* [PERINTAH]:
Salin ulang tanpa perubahan bagian teks tentang ritualisme ibadah, mulai dari kata-kata yang memuat "Tidak sedikit umat" dan berhenti setelah "memiliki implikasi sosial.".

Tidak sedikit umat Islam yang masih terjebak pada ritualisme, melakukan sebuah ibadah hanya sekedar menjalankan perintah atau untuk mendapatkan pahala semata. Mereka tanpa sadar memisahkan antara urusan dunia dengan urusan akhirat, atau dengan kata lain ibadah yang dilakukannya hanya berefek pada kehidupan akhirat saja.
Akibatnya tak jarang mereka melakukan suatu amalan hanya mengutamakan kuantitas tanpa memperhatikan kualitas, perbuatan yang berulang-ulang, tanpa pemaknaan dan penghayatan. Padahal setiap ibadah yang kita lakukan harus diikuti proses transendensi dan kontemplasi, dan yang terpenting adalah setiap ibadah ritual selalu memiliki implikasi sosial.
Padahal seharusnya dari mulai ibadah rutin keseharian kita, seperti shalat, dzikir, baca Al Qur’an, puasa Senin-Kamis, hingga ibadah pada waktu-waktu tertentu seperti puasa Ramadhan, shalat Id, qurban dan lain-lain. Semua itu, selain berdimensi vertikal, juga memiliki dimensi horisontal (sosial).

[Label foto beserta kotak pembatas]
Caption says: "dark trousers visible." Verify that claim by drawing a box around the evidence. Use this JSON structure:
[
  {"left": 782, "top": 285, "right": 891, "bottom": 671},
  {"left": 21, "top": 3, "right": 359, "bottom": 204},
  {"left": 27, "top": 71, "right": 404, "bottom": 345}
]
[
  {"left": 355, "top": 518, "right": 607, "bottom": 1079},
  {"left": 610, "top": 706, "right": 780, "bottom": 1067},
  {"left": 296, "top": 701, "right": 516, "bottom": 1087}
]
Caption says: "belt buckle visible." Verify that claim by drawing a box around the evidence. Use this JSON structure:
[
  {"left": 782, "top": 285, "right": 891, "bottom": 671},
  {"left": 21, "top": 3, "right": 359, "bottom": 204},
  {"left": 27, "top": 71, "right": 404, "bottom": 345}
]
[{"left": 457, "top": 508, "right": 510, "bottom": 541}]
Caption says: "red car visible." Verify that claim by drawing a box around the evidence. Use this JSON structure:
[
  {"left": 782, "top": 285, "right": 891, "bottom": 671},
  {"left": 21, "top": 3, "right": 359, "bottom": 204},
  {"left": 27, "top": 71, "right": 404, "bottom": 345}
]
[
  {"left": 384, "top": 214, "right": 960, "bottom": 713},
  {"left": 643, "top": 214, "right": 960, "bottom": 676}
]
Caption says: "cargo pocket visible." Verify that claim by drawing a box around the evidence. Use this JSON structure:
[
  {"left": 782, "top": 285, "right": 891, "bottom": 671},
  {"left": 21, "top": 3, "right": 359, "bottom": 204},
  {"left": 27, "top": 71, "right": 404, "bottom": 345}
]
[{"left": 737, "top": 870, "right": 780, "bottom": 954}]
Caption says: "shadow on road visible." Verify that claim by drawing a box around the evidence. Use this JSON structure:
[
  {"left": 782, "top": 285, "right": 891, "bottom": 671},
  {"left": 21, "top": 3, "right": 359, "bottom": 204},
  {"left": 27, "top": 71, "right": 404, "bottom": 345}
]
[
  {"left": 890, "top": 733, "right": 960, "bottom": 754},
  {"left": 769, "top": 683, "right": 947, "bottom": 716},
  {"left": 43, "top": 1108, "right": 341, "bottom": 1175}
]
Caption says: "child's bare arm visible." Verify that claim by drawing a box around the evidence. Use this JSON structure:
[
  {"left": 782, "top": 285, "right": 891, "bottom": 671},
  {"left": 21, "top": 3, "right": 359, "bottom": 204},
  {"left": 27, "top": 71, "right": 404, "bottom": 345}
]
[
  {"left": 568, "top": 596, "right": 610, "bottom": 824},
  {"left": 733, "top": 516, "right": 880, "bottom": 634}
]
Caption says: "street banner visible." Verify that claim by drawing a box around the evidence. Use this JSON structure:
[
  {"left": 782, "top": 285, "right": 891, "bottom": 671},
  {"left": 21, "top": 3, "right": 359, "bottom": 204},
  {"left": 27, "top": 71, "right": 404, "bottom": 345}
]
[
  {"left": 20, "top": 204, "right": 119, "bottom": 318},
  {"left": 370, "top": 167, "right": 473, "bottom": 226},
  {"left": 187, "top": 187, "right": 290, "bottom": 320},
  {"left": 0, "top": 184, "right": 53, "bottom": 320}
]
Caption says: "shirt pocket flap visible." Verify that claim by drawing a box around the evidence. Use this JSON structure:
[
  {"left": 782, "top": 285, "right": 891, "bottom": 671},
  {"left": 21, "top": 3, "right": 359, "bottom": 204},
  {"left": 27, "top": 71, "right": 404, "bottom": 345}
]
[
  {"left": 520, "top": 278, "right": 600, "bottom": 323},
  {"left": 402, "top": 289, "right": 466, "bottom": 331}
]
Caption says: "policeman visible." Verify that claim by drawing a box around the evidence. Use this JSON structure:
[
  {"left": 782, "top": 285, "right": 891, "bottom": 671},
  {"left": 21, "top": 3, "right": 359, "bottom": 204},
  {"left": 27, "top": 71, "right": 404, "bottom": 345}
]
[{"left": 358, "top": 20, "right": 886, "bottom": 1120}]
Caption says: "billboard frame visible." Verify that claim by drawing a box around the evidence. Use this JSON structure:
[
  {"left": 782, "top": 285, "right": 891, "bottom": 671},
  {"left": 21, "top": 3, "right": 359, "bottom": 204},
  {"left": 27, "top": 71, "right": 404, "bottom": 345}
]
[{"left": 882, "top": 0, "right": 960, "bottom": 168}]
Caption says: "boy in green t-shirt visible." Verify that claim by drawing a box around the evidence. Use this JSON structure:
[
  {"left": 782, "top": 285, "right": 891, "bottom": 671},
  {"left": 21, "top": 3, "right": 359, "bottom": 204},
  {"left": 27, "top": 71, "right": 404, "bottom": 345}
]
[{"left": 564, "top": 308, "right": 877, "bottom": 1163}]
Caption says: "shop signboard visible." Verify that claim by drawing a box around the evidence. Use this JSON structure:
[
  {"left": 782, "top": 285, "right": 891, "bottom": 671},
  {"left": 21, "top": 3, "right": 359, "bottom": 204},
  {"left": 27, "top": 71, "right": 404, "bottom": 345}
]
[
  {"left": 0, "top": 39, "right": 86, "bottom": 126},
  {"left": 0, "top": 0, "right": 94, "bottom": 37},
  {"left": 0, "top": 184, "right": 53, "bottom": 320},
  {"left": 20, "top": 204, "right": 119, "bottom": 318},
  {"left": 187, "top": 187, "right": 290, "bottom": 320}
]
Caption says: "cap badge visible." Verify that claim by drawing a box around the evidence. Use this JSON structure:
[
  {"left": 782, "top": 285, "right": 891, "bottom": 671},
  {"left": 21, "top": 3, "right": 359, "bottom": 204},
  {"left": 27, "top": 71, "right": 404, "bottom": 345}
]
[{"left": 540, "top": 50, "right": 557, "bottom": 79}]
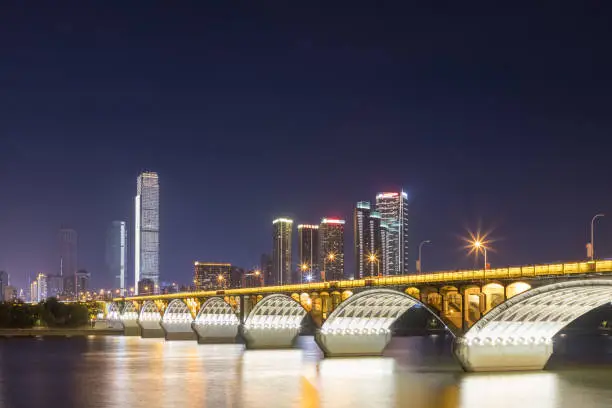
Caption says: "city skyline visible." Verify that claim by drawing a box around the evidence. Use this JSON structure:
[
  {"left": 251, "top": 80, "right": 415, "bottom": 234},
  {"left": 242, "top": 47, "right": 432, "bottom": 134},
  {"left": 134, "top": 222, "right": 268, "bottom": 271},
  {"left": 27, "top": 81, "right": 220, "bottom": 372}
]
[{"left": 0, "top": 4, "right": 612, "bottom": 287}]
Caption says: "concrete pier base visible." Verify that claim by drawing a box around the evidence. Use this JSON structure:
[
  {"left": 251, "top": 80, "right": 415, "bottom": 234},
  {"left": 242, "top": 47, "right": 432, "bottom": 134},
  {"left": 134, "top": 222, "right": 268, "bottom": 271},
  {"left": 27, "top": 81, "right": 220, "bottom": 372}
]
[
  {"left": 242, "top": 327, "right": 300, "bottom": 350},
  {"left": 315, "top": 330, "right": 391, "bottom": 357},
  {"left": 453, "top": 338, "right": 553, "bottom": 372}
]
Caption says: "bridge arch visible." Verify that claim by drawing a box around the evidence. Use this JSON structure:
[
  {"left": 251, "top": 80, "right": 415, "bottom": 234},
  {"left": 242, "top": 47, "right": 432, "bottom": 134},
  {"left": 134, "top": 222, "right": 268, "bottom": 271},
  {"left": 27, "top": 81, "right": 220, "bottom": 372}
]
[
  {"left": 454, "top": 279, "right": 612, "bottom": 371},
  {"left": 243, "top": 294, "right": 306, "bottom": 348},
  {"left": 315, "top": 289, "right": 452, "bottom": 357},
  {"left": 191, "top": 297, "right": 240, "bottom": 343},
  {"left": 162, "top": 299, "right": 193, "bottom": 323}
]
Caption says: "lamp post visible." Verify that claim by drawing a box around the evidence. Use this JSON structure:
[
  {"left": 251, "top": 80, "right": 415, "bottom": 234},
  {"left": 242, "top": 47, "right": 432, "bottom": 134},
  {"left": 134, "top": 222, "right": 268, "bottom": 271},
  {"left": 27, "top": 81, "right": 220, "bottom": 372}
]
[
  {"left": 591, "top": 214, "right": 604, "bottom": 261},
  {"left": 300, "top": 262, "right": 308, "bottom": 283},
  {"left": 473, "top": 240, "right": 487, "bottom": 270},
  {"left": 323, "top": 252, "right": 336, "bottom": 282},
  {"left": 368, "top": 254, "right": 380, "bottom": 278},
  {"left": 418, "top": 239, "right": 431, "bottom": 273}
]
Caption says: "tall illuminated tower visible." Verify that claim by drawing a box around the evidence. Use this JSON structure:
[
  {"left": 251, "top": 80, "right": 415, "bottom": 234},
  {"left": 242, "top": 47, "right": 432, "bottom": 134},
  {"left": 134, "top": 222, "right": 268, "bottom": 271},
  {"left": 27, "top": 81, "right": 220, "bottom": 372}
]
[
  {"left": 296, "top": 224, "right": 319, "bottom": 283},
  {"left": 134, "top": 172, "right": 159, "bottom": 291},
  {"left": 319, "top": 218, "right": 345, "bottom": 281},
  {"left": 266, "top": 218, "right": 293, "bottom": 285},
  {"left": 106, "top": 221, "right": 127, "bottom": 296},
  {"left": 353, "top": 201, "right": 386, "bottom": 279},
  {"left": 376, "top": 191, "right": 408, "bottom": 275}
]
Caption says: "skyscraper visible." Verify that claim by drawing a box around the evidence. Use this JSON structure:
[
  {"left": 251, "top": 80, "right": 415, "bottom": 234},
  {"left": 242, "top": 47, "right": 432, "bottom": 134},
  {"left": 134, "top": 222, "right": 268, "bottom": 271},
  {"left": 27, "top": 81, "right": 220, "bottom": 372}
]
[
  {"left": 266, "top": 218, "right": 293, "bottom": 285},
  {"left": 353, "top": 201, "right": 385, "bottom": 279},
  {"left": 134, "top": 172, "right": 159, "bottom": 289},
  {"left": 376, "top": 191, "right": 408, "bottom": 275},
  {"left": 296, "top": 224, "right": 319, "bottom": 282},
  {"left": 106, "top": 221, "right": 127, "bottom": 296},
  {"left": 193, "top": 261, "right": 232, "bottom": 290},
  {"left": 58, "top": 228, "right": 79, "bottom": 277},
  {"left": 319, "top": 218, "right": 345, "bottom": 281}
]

* [JAWABAN LATIHAN]:
Tidak sedikit umat Islam yang masih terjebak pada ritualisme, melakukan sebuah ibadah hanya sekedar menjalankan perintah atau untuk mendapatkan pahala semata. Mereka tanpa sadar memisahkan antara urusan dunia dengan urusan akhirat, atau dengan kata lain ibadah yang dilakukannya hanya berefek pada kehidupan akhirat saja.
Akibatnya tak jarang mereka melakukan suatu amalan hanya mengutamakan kuantitas tanpa memperhatikan kualitas, perbuatan yang berulang-ulang, tanpa pemaknaan dan penghayatan. Padahal setiap ibadah yang kita lakukan harus diikuti proses transendensi dan kontemplasi, dan yang terpenting adalah setiap ibadah ritual selalu memiliki implikasi sosial.